- [Goal A]: According to the blog post, by what date must the writer raise P17,000 for the course?
- [Goal B]: Reproduce the blog post word for word, everything from "I feel like" down to "woken me up!".

- [Document excerpt]:
═══
Apparently, the opening my formers bosses wanted for me didn't materialize. When I was told this via Yahoo messenger, the feeling that swept through me was, "Well, maybe a better job position is coming." Or, I probably was meant for greater and more challenger things. I replied, half in jest, "Maybe there'll be an opening in the travel section." To which my boss replied, "We'll see." And a big smiley.

Back at OCCI

I was there again last night for the orientation to LEAP32. Some of my ALC51 batchmates were there, including Rolan, our leader. I was surprised to see him there, as he had said he wouldn't be able to make it. But I'm happy he was, because we're still planning for the 30-day reunion on April 24. Apparently, according to someone there who's already been through the trilogy, we should be there on the 24th, because there's a final module.

During the orientation, we were asked to introduce ourselves and say why we were there. Here's what I said: "Hi, I'm Althea, and I'm also with ALC51. I learned from the ALC that I had been saying no to many opportunities for growth in my life, and I'm here to say yes to LEAP."

I'm proud of what I said, because I didn't overthink it (as I tend to do), and I spoke from the heart, and it turned out pretty well.

Now, I have until March 29 to raise P17,000 to pay for the course. This is going to be fun.

I feel like I've just woken up

From a really, really deep sleep. I took the Advanced Leadership Course (ALC) for four days last week, from Thursday to Sunday. And I thought the first seminar, the FLEX, which I took last month, had already woken me up!
═══
- [Data supplied]:
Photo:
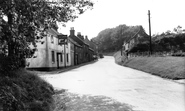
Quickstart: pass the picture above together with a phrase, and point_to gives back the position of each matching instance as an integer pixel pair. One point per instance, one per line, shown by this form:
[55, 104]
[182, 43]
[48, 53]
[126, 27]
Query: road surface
[143, 91]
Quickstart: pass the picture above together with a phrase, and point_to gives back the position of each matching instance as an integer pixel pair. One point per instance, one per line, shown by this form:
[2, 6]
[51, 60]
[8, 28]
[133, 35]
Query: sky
[165, 15]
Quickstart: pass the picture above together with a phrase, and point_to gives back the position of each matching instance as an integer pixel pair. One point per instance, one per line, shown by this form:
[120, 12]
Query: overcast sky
[165, 15]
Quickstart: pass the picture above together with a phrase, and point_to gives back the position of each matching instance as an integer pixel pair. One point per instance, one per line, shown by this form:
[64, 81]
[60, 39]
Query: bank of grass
[75, 102]
[165, 67]
[23, 90]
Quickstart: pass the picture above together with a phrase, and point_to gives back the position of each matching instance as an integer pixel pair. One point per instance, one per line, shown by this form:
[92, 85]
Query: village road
[143, 91]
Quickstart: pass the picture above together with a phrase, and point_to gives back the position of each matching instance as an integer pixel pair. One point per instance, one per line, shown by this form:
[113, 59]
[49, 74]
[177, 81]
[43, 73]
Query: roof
[53, 31]
[75, 43]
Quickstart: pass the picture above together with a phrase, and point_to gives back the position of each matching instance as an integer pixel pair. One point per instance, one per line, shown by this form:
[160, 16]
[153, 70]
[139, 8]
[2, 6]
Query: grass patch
[22, 90]
[75, 102]
[166, 67]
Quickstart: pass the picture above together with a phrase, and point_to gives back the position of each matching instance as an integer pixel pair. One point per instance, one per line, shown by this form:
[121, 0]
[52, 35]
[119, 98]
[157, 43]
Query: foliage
[111, 39]
[25, 92]
[26, 21]
[169, 43]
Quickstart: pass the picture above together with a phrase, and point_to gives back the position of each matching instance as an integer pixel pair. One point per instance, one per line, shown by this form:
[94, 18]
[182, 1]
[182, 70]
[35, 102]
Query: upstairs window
[67, 58]
[53, 56]
[61, 57]
[52, 39]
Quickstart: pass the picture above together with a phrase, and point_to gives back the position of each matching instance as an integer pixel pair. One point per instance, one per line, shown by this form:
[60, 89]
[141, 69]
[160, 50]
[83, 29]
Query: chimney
[72, 31]
[86, 37]
[79, 34]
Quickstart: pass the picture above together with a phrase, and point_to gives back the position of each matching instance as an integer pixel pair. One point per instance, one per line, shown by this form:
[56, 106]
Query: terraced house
[59, 51]
[50, 54]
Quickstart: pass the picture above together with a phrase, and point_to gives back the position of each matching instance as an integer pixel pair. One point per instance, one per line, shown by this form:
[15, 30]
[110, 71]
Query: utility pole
[150, 32]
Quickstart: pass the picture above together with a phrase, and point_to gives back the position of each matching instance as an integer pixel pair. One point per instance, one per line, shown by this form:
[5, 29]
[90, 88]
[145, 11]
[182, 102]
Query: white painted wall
[44, 53]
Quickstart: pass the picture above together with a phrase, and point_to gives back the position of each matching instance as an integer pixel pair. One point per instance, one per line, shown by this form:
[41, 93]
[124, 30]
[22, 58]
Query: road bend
[143, 91]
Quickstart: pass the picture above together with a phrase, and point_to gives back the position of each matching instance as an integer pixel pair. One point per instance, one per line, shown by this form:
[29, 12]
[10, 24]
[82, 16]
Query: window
[52, 39]
[53, 56]
[61, 57]
[67, 58]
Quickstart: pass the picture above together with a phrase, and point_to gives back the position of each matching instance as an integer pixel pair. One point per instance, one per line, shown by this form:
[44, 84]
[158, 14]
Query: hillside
[167, 67]
[111, 39]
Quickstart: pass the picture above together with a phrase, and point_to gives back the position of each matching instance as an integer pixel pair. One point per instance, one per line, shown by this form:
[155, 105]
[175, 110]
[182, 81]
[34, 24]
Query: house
[139, 37]
[92, 49]
[50, 54]
[78, 47]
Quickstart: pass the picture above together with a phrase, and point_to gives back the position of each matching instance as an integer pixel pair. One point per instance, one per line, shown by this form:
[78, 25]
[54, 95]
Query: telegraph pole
[150, 32]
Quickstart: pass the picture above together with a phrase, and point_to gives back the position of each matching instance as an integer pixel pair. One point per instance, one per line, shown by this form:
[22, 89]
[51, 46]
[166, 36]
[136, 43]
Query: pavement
[140, 90]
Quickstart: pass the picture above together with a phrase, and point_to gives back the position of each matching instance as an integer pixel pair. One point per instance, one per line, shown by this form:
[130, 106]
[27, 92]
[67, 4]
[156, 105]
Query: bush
[25, 91]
═══
- [Response A]: March 29

- [Response B]:
I feel like I've just woken up

From a really, really deep sleep. I took the Advanced Leadership Course (ALC) for four days last week, from Thursday to Sunday. And I thought the first seminar, the FLEX, which I took last month, had already woken me up!